Activity —
Repeat the listing below exactly as given.
- - -
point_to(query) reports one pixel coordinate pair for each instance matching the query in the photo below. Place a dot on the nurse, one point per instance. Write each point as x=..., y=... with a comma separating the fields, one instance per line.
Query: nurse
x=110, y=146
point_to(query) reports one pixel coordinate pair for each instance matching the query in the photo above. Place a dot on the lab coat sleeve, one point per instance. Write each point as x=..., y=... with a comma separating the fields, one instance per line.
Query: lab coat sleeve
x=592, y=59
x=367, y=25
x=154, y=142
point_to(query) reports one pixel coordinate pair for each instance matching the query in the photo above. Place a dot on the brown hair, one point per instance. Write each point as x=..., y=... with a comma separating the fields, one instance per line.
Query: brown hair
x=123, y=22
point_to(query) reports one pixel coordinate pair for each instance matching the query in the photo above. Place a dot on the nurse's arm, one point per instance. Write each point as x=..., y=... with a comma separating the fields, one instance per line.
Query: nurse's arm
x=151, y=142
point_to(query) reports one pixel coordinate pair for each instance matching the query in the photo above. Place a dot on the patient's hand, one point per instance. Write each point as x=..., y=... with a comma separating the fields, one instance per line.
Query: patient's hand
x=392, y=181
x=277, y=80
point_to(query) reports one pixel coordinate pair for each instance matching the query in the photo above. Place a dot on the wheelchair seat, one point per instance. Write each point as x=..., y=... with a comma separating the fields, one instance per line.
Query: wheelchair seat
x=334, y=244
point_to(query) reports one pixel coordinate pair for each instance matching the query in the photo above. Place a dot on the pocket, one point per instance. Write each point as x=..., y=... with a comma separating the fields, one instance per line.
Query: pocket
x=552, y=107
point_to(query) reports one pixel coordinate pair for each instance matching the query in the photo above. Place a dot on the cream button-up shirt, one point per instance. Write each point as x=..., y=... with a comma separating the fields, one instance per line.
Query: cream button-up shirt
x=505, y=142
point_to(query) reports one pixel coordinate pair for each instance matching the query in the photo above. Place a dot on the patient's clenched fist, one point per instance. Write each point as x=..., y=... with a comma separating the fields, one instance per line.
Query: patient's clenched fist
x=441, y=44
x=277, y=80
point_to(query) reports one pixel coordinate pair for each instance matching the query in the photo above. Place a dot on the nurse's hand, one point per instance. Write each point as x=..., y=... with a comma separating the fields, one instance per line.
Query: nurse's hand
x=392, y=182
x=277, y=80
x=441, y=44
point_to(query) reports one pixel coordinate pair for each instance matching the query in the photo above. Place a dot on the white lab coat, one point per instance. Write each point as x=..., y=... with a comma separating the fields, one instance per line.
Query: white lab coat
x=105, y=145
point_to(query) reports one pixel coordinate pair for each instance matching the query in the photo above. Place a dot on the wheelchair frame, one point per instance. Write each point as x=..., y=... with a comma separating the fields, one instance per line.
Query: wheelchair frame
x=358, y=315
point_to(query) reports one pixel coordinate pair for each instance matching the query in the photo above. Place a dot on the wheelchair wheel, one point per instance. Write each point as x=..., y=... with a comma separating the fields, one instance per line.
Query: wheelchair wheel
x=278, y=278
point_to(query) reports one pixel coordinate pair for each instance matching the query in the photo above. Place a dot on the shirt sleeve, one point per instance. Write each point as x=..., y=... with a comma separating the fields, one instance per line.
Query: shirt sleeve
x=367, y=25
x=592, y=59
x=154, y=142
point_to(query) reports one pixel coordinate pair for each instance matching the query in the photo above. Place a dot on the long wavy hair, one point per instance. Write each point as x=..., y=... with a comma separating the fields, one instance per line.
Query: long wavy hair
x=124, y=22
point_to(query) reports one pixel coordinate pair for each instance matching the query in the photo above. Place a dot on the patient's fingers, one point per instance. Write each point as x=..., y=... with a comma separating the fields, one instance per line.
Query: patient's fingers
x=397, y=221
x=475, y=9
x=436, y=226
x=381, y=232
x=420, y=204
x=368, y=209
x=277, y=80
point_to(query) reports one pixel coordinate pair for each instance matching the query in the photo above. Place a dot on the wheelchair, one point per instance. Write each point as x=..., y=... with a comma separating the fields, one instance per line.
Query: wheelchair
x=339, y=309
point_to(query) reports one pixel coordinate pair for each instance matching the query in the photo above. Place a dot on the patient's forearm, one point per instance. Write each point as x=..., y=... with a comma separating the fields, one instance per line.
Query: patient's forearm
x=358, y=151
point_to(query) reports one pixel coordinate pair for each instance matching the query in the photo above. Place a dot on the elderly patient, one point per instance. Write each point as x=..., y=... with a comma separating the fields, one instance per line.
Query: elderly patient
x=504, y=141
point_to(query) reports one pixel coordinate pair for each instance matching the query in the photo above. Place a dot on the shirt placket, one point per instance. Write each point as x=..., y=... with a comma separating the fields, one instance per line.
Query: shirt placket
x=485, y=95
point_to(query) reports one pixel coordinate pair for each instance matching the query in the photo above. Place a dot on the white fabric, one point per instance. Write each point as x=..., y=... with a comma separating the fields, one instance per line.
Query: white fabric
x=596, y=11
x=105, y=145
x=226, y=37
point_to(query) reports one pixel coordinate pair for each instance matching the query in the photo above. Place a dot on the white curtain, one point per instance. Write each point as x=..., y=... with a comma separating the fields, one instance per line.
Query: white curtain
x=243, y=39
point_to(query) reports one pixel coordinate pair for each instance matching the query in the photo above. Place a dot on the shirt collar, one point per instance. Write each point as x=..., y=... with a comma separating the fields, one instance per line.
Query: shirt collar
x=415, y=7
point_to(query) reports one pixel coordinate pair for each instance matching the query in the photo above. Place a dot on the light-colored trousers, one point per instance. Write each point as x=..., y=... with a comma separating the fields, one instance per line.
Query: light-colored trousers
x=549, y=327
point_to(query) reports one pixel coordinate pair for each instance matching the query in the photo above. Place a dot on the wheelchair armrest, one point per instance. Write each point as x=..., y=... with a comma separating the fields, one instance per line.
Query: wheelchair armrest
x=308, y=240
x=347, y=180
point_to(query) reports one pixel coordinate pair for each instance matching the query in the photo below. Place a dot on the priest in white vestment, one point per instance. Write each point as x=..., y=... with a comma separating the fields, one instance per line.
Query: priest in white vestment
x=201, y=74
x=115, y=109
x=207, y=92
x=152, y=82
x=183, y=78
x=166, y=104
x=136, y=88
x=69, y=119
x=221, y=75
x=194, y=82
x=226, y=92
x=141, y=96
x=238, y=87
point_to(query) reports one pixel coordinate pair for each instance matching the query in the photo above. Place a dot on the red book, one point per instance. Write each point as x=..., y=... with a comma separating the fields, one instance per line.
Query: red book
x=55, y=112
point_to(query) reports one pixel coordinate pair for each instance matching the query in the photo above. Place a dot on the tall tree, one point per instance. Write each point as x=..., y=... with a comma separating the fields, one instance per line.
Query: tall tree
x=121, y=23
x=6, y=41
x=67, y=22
- - -
Solution to this problem —
point_to(query) reports one pixel coordinate pair for each instance matching the query in the photo below. Place a dot on the nurse, one point per instance. Write each point as x=..., y=... with a comma separating the fields, one instance per line.
Query: nurse
x=110, y=146
point_to(query) reports one pixel coordinate pair for each instance matching the query in the photo above. Place a dot on the lab coat sleeve, one point per instance. Write each point as x=..., y=... with a comma separating the fields, one instance per line.
Query: lab coat sleeve
x=592, y=59
x=367, y=25
x=154, y=142
point_to(query) reports one pixel coordinate pair for each instance matching the query in the photo above. Place a dot on the brown hair, one point per instance. Write each point as x=..., y=... with a comma separating the fields, one instance per line.
Query: brown hair
x=123, y=22
point_to(query) reports one pixel coordinate pair for each instance matching the query in the photo above. Place a dot on the nurse's arm, one point per instance. Write each point as x=..., y=... with a comma separating the fields, one instance per line.
Query: nurse's arm
x=151, y=142
point_to(query) reports one pixel coordinate pair for each instance matching the query in the photo above. Place a dot on the patient's hand, one point per instance. Write each point as x=..., y=... with a comma separating the fields, one instance per line.
Query: patient's hand
x=392, y=181
x=277, y=80
point_to(query) reports one pixel coordinate pair for each instance matching the query in the photo above. Place a dot on the wheelchair seat, one point per instance. Write each point as x=..., y=... with a comma separating the fields, one instance per line.
Query: wheelchair seat
x=334, y=244
point_to(query) reports one pixel coordinate pair for each instance matching the query in the photo above. Place a dot on the pocket, one point per instance. Write each point as x=..., y=... with a comma separating the fields, one instance per line.
Query: pocket
x=552, y=107
point_to(query) reports one pixel coordinate pair for each instance matching the query in the photo above. Place a dot on the cream button-up shirt, one point per instance. Write each point as x=..., y=... with a comma separating the fields, one instance per line.
Query: cream button-up shirt
x=505, y=142
point_to(query) reports one pixel coordinate pair for each instance matching the query in the photo above. Place a dot on the patient's clenched fist, one point per instance. Write each point as x=..., y=... with a comma separating the fields, one instance per line.
Query: patient's clenched fist
x=441, y=44
x=277, y=80
point_to(query) reports one pixel coordinate pair for each instance matching the query in the photo above. Place a dot on the nurse's hand, one point per instance. Write each point as x=..., y=... with a comma separating the fields, one instance per line.
Query: nurse's hand
x=392, y=182
x=277, y=80
x=441, y=44
point_to(query) reports one pixel coordinate pair for each instance matching the query in the photo above. Place a dot on the white lab coat, one point per instance. Write each point as x=..., y=... with a comma separating the fields, one instance per line.
Query: white lab coat
x=105, y=145
point_to(query) reports one pixel coordinate pair for each instance matching the query in the photo above. Place a dot on the wheelchair frame, one point per instance. Write each point as x=..., y=... with a comma separating the fields, one instance per line.
Query: wheelchair frame
x=358, y=315
point_to(query) reports one pixel coordinate pair for each instance matching the query in the photo above. Place a dot on the wheelchair wheel, one point per instance. Write each point as x=..., y=... with a comma separating the fields, one instance per line.
Query: wheelchair wheel
x=278, y=278
point_to(query) reports one pixel coordinate pair for each instance matching the query in the photo above. Place a dot on the shirt sleeve, one point per instance. Write each point as x=..., y=... with a comma separating the fields, one instance per line.
Query: shirt sleeve
x=367, y=25
x=592, y=59
x=154, y=142
point_to(query) reports one pixel coordinate pair for each instance matching the query in the photo above. Place a dot on the long wavy hair, one point per instance. Write each point as x=..., y=... with a comma separating the fields, one instance per line.
Query: long wavy hair
x=124, y=22
point_to(query) reports one pixel coordinate pair for each instance matching the query in the photo above. Place a dot on the patient's fingers, one point per instance. Write each point as x=..., y=... with a comma separating the fields, one instance per line.
Query: patient's fingers
x=397, y=221
x=475, y=9
x=436, y=226
x=381, y=232
x=420, y=204
x=368, y=209
x=277, y=80
point_to(query) reports one pixel coordinate pair for each instance matching the query in the photo above. Place a dot on the wheelchair, one point per instance. Write each point as x=..., y=... with a comma separating the fields, one instance per line.
Query: wheelchair
x=339, y=309
point_to(query) reports one pixel coordinate pair for each instance matching the query in the photo above. Place a dot on the patient's forearm, one point per instance. Write each point as x=..., y=... with a comma separating the fields, one instance per line.
Query: patient's forearm
x=358, y=151
point_to(query) reports one pixel coordinate pair for each instance matching the query in the photo above. Place a dot on the elderly patient, one point per instance. Write each point as x=..., y=... with a comma separating the fields, one instance per line.
Query: elderly patient
x=504, y=141
point_to(query) reports one pixel coordinate pair for each instance matching the query in the photo above. Place a dot on the shirt placket, one point per instance. Write each point as x=..., y=... with a comma separating the fields, one instance per line.
Query: shirt placket
x=485, y=95
point_to(query) reports one pixel coordinate pair for each instance matching the query in the photo above. Place a dot on the white fabric, one point per instance. Write each point as x=..., y=... with a comma separating the fields, one instance per line.
Query: white fabric
x=596, y=11
x=105, y=145
x=226, y=37
point_to(query) reports one pixel coordinate pair for each instance matching the query in the photo above. Place a dot on the white curtain, one point per instance. Write each point as x=..., y=... with a comma separating the fields, one instance per line.
Query: white curtain
x=243, y=39
point_to(query) reports one pixel coordinate pair for each instance matching the query in the photo above. Place a dot on the shirt collar, one point per instance. Write each point as x=..., y=... with a comma separating the fields, one instance per line.
Query: shirt collar
x=415, y=7
point_to(query) reports one pixel coordinate pair for each instance matching the query in the photo above. Place a dot on the light-colored trousers, one point per instance. Write each point as x=..., y=... with a comma separating the fields, one instance per line.
Query: light-colored trousers
x=549, y=327
point_to(query) reports one pixel coordinate pair for each instance matching the query in the photo above. Place a dot on the wheelchair armrest, one point per instance. Write each point as x=..., y=... with a comma separating the fields, one instance per line.
Query: wheelchair armrest
x=308, y=240
x=347, y=180
point_to(query) reports one pixel coordinate pair for each instance matching the query in the photo below. Place a dot on the priest in white vestment, one point per instance. Write each point as x=..., y=... with a comma separating the fields, one instance per line.
Query: priest in white vestment
x=201, y=74
x=115, y=109
x=207, y=92
x=152, y=82
x=183, y=78
x=166, y=104
x=136, y=88
x=69, y=119
x=221, y=75
x=194, y=82
x=226, y=92
x=141, y=96
x=238, y=87
point_to(query) reports one pixel coordinate pair for each instance matching the query in the photo above. Place a dot on the red book, one point per instance. Write each point as x=..., y=... with a comma separating the fields, one instance per line.
Query: red book
x=55, y=112
point_to(query) reports one pixel coordinate pair for each instance matching the query in the photo above. Place a dot on the tall tree, one point per instance. Write each point as x=..., y=... with a comma separating the fields, one instance per line.
Query: tall tree
x=121, y=23
x=6, y=41
x=67, y=22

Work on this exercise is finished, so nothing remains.